▶ [AIM OF THE TASK]:
Drop every picture, then transcribe the remaining data exactly.

[Extracted data entries]
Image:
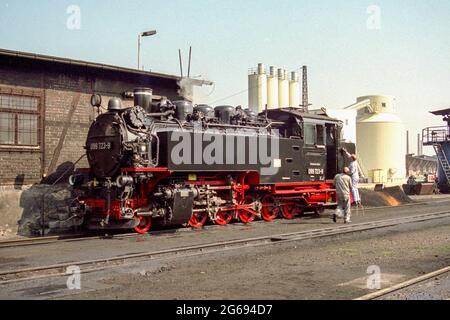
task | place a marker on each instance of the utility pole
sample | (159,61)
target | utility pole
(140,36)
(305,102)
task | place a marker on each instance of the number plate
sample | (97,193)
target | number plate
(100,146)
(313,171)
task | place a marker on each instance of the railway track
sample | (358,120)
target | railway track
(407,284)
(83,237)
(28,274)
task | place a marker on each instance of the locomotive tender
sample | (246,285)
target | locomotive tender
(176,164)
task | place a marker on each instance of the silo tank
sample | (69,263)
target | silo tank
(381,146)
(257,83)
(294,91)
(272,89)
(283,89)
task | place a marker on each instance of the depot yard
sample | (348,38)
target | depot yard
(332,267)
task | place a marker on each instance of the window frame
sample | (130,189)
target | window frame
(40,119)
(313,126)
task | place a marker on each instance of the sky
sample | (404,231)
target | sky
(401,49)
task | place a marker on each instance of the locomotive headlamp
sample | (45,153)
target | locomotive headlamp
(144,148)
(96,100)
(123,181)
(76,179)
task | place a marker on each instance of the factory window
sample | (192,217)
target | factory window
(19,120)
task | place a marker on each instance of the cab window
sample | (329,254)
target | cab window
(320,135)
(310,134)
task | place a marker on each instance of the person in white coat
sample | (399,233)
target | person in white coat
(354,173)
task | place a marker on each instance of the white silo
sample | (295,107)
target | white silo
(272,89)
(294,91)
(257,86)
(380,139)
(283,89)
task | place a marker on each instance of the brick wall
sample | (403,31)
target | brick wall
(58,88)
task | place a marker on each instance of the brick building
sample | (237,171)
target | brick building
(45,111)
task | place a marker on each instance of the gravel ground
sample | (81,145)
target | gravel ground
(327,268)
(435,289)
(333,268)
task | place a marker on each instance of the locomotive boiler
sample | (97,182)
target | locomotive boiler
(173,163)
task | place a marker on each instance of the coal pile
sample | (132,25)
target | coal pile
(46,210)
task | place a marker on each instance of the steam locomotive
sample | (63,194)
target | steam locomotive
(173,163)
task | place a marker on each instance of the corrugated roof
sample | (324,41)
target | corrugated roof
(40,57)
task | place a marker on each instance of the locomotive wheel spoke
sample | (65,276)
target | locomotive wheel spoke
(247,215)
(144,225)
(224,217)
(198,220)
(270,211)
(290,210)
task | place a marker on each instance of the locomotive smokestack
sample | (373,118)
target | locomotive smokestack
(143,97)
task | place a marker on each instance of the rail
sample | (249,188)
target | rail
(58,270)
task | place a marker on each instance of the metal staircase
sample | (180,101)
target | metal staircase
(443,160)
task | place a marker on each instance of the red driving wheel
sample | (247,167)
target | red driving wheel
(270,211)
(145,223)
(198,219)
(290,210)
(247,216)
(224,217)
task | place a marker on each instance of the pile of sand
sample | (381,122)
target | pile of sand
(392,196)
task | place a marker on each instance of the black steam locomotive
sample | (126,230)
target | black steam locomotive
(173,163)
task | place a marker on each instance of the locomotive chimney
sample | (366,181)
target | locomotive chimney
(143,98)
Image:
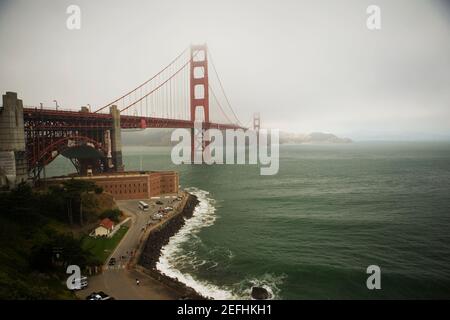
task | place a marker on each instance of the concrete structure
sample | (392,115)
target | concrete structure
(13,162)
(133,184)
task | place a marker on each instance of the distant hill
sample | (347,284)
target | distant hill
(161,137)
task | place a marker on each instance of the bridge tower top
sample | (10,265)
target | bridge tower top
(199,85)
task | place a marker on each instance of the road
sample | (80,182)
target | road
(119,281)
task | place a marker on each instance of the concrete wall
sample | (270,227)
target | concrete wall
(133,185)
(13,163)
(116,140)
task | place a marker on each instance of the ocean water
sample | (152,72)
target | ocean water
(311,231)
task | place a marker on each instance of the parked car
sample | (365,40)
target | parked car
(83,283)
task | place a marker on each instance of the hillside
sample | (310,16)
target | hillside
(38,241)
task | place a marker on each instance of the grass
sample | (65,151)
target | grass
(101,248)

▶ [TASK ANSWER]:
Image:
task | place a marker on each instance of the utility pole
sample | (159,61)
target | utility pole
(140,36)
(305,102)
task | place a marker on each instance of the number plate
sample | (97,193)
target | number plate
(100,146)
(313,171)
task | place a marker on each instance of the railway track
sample | (358,120)
target | railway track
(407,284)
(83,237)
(28,274)
task | place a marker on each instance of the locomotive tender
sample | (246,285)
target | locomotive tender
(176,164)
task | place a marker on each instance of the silo tank
sample | (69,263)
target | silo tank
(381,146)
(257,83)
(294,91)
(272,89)
(283,89)
task | place a marker on each instance of the depot yard
sample | (348,38)
target | depot yard
(332,267)
task | place a marker on each instance of the window frame
sample | (130,189)
target | window frame
(40,119)
(313,126)
task | place a marker on each instance of the sky
sample | (404,231)
target | sky
(401,49)
task | place a marker on each instance of the locomotive headlamp
sample | (45,153)
target | locomotive headlamp
(144,148)
(96,100)
(123,181)
(76,179)
task | place a marker on each instance of the factory window
sample | (192,217)
target | factory window
(19,120)
task | place a marker on each instance of the cab window
sample | (329,254)
target | cab window
(320,135)
(310,134)
task | place a marker on each instance of the person in white coat
sample | (399,233)
target | person in white coat
(354,173)
task | place a marker on each instance of the white silo
sample | (295,107)
target | white silo
(272,89)
(294,91)
(257,86)
(380,139)
(283,89)
task | place a marker on each instance of the brick wall
sample | (403,31)
target | brick wall
(58,88)
task | place a marker on each instance of the brick building
sample | (237,171)
target | brick building
(45,111)
task | place a marker on each instance of the gravel ground
sample | (81,145)
target | gravel ground
(327,268)
(435,289)
(333,268)
task | place a marker on each instance of the locomotive boiler
sample | (97,182)
target | locomotive boiler
(173,163)
task | place a marker on each instance of the coal pile
sample | (132,25)
target | coal pile
(46,210)
task | place a marker on each instance of the steam locomotive
sample | (63,194)
target | steam locomotive
(173,163)
task | place a marker on each instance of the corrugated roof
sample | (324,41)
target | corrugated roof
(40,57)
task | place a marker on each instance of the locomotive wheel spoke
sample | (65,276)
target | locomotive wheel spoke
(247,215)
(144,225)
(224,217)
(198,220)
(270,211)
(290,210)
task | place a marker on each instance of the locomotive smokestack
sample | (373,118)
target | locomotive smokestack
(143,97)
task | place a marker on each instance of the rail
sample | (249,188)
target | rail
(58,270)
task | place a marker on each instance of the metal staircase
sample | (180,101)
target | metal staircase
(443,160)
task | place a marker on each instance of the red driving wheel
sample | (247,167)
target | red driving wheel
(270,211)
(145,223)
(198,219)
(290,210)
(247,216)
(224,217)
task | place a marker on each instance of the pile of sand
sample | (381,122)
target | pile of sand
(392,196)
task | place a marker on each instance of the black steam locomotive
sample | (126,230)
target | black steam locomotive
(173,163)
task | place a marker on each instance of the locomotive chimney
sample | (366,181)
target | locomotive chimney
(143,98)
Image:
task | place a marker on each instance of the concrete structure
sample | (392,115)
target | concrete structure
(13,162)
(133,184)
task | place a marker on each instance of the distant hill
sample | (347,284)
target | distant hill
(161,137)
task | place a marker on each instance of the bridge tower top
sample | (10,265)
target | bridge tower top
(199,85)
task | place a marker on each instance of the road
sample | (80,182)
target | road
(119,281)
task | place a marker on each instance of the concrete wall
sample | (270,227)
target | concrete wall
(133,185)
(13,163)
(116,140)
task | place a marker on each instance of the ocean water
sample | (152,72)
target | ocean water
(311,231)
task | place a marker on each instance of the parked car
sample | (365,40)
target | parked car
(83,283)
task | place a marker on each instance of the hillside
sample | (310,16)
target | hillside
(38,241)
task | place a marker on each instance of the grass
sample | (65,151)
target | grass
(101,248)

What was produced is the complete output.